**Data rows**
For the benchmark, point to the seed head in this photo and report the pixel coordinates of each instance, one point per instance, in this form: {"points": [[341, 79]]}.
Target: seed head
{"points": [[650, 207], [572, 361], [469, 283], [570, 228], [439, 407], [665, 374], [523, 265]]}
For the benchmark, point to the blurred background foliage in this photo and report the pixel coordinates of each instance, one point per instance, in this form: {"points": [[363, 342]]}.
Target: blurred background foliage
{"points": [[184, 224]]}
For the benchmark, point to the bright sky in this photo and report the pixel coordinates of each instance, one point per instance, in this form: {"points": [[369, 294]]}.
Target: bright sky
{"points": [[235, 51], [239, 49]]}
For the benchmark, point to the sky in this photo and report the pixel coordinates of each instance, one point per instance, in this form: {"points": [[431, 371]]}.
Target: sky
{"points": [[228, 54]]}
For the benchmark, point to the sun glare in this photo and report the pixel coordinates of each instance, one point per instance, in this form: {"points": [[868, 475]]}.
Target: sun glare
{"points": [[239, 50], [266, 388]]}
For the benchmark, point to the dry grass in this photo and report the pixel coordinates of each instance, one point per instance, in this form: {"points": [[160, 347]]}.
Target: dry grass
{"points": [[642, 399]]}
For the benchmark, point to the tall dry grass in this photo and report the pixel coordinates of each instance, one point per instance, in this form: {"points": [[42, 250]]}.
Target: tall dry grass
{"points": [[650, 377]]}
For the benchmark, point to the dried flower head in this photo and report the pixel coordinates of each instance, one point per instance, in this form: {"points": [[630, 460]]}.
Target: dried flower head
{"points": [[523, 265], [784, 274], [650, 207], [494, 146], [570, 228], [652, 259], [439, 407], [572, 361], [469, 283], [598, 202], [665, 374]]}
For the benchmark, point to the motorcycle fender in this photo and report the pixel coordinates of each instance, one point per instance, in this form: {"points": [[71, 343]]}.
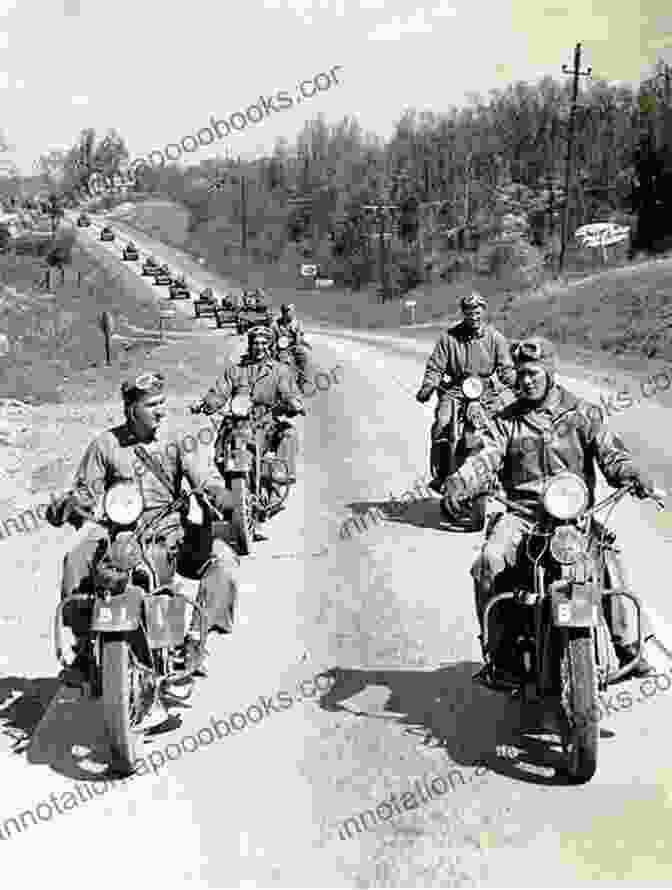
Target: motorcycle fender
{"points": [[575, 605], [166, 619], [119, 614], [242, 461]]}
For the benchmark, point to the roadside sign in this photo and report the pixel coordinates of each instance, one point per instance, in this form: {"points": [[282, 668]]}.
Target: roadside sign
{"points": [[167, 309], [601, 234]]}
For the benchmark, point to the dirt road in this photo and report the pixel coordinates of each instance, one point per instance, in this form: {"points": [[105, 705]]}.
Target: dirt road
{"points": [[388, 615]]}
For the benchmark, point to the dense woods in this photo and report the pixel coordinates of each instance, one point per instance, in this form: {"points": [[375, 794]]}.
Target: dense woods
{"points": [[489, 175]]}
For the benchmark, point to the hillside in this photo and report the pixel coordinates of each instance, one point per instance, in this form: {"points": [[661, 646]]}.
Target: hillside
{"points": [[622, 313]]}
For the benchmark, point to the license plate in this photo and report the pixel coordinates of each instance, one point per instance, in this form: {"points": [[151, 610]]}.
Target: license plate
{"points": [[575, 613]]}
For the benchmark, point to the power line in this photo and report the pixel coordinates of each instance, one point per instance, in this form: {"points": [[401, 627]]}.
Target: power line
{"points": [[576, 73]]}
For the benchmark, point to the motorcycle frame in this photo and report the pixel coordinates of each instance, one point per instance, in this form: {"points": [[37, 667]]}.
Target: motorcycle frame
{"points": [[131, 617], [542, 601]]}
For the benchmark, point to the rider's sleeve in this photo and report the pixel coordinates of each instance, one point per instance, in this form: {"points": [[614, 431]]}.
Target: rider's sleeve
{"points": [[613, 457], [437, 363], [197, 473], [287, 389], [478, 471], [218, 395], [503, 360], [92, 475]]}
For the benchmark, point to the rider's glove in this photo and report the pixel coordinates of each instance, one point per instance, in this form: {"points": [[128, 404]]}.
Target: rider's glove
{"points": [[294, 407], [454, 494], [222, 499], [55, 510], [643, 486], [79, 508], [424, 394]]}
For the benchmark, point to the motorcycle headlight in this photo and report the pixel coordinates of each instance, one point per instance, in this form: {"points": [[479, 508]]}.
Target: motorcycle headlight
{"points": [[565, 496], [567, 545], [473, 387], [123, 503], [241, 405]]}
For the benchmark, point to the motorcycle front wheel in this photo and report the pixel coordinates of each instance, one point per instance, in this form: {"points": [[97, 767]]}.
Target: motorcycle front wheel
{"points": [[121, 704], [578, 677], [243, 518]]}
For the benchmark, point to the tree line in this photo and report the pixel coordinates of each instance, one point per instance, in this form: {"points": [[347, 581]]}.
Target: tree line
{"points": [[473, 165]]}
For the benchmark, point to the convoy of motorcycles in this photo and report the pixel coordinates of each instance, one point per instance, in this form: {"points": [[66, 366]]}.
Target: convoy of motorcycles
{"points": [[135, 622], [558, 648], [478, 402]]}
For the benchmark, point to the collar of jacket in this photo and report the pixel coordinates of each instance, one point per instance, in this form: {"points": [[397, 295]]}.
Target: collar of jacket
{"points": [[558, 401], [126, 436]]}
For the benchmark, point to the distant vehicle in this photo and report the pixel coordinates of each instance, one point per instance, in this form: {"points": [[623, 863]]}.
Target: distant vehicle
{"points": [[205, 303], [130, 252], [150, 266], [255, 310], [179, 289], [162, 276]]}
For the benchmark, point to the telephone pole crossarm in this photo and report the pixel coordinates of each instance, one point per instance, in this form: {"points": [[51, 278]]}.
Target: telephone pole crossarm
{"points": [[576, 72]]}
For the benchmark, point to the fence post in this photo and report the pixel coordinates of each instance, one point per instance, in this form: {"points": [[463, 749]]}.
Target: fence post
{"points": [[107, 326]]}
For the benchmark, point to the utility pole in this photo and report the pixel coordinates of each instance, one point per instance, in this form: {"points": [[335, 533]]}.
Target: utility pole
{"points": [[384, 271], [243, 219], [576, 73]]}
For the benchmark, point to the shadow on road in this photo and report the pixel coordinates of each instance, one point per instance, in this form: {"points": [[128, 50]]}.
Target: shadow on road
{"points": [[474, 725], [421, 513], [23, 703], [53, 725]]}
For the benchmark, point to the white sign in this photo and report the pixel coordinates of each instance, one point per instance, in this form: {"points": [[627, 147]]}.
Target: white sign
{"points": [[601, 234], [167, 309]]}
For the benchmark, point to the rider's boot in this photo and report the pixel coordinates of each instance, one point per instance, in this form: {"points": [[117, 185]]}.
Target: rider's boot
{"points": [[193, 660], [77, 673], [626, 653]]}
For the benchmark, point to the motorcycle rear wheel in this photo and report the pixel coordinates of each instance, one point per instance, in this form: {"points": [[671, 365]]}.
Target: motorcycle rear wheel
{"points": [[243, 519], [578, 676], [120, 697]]}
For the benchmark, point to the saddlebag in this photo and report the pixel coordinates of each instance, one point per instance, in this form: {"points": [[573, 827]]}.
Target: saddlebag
{"points": [[165, 614], [117, 614]]}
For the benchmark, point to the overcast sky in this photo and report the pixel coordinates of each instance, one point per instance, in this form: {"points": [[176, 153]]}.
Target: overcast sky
{"points": [[156, 71]]}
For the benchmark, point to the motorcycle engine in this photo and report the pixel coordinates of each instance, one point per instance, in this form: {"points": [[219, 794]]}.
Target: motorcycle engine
{"points": [[113, 569], [475, 415]]}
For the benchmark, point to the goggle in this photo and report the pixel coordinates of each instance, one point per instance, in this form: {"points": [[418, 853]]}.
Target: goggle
{"points": [[147, 382], [528, 351]]}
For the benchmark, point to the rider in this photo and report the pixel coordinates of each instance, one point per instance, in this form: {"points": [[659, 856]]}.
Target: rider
{"points": [[131, 451], [268, 382], [469, 348], [548, 430], [288, 325]]}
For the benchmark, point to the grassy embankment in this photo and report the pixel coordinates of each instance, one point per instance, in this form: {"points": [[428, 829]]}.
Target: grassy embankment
{"points": [[56, 347]]}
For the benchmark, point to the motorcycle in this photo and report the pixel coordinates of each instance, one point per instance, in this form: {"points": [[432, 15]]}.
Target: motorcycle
{"points": [[285, 351], [556, 644], [256, 477], [477, 404], [134, 620]]}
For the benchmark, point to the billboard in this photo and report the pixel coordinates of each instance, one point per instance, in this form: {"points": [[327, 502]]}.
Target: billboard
{"points": [[601, 234]]}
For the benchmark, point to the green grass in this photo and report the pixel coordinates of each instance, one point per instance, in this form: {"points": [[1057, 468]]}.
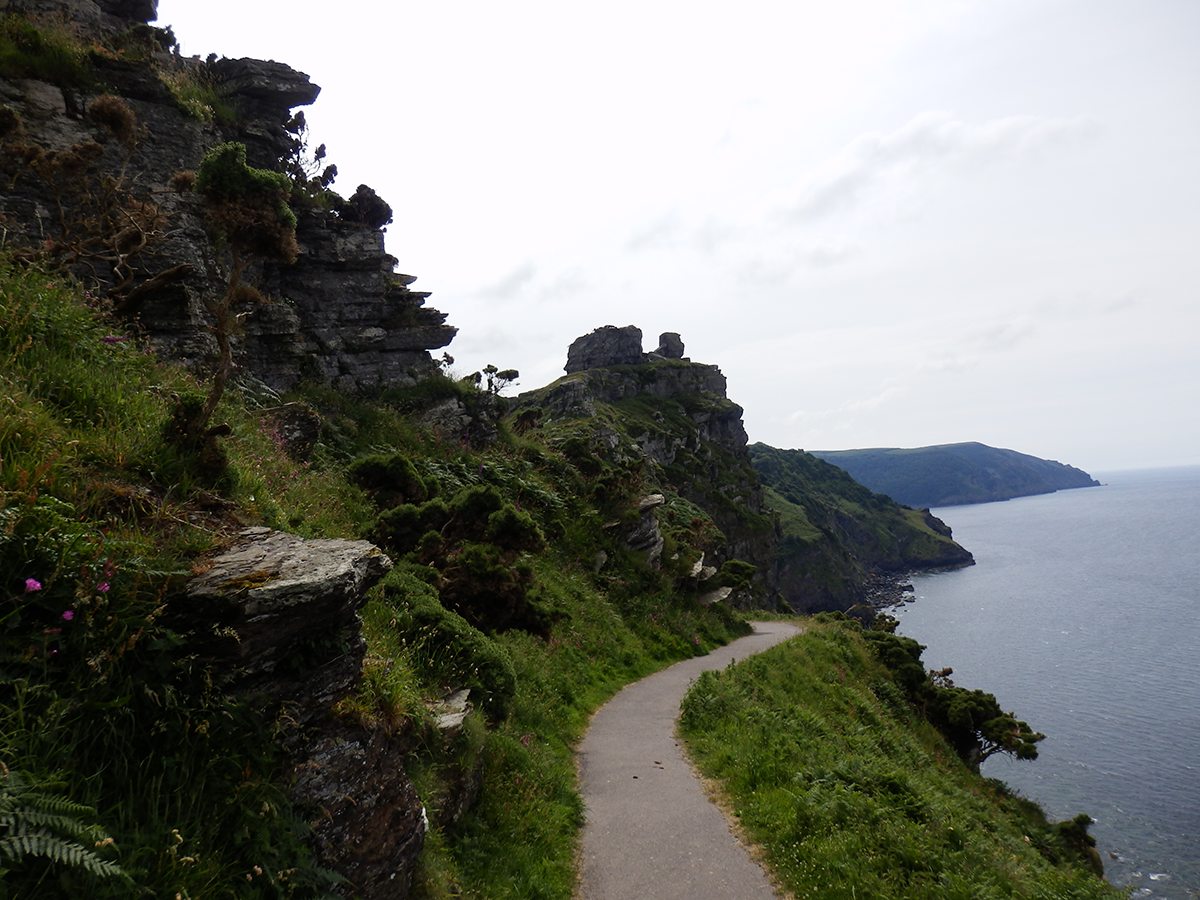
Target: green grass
{"points": [[853, 795], [106, 718]]}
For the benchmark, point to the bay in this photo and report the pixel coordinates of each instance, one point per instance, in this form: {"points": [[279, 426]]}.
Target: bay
{"points": [[1083, 616]]}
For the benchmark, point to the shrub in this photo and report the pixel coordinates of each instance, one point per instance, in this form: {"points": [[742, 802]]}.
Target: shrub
{"points": [[453, 651]]}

**Task objective**
Pictures are left out; print exactly the lines from the one holding "For the benchmark, point to the motorcycle in" through the last line of the listing above, both included.

**Task result**
For the benchmark, point to the motorcycle in this photo and report the pixel coordinates of each instance, one point per instance, in this form: {"points": [[432, 15]]}.
Target: motorcycle
{"points": [[285, 351], [556, 644], [256, 477], [477, 404], [134, 620]]}
For the benchmark, point to the billboard in this photo and report the pixel coordinates of each instance, one point per instance, in this form: {"points": [[327, 502]]}.
Target: billboard
{"points": [[601, 234]]}
For the benchmark, point to the green grass in this photo and report the pixel coordinates of each instance, one point per instance, in this form: {"points": [[1057, 468]]}.
Target: green grass
{"points": [[853, 795], [106, 718]]}
For the benchmark, point to the bay in this photo and report the pixel coordinates of each instance, one point per instance, in this form: {"points": [[279, 426]]}.
Target: bay
{"points": [[1083, 616]]}
For the benchmark, point to the shrub in this photo and report the pixel coordinates of each instance, one point per instance, in this form: {"points": [[742, 802]]}.
Target: shrub
{"points": [[453, 651]]}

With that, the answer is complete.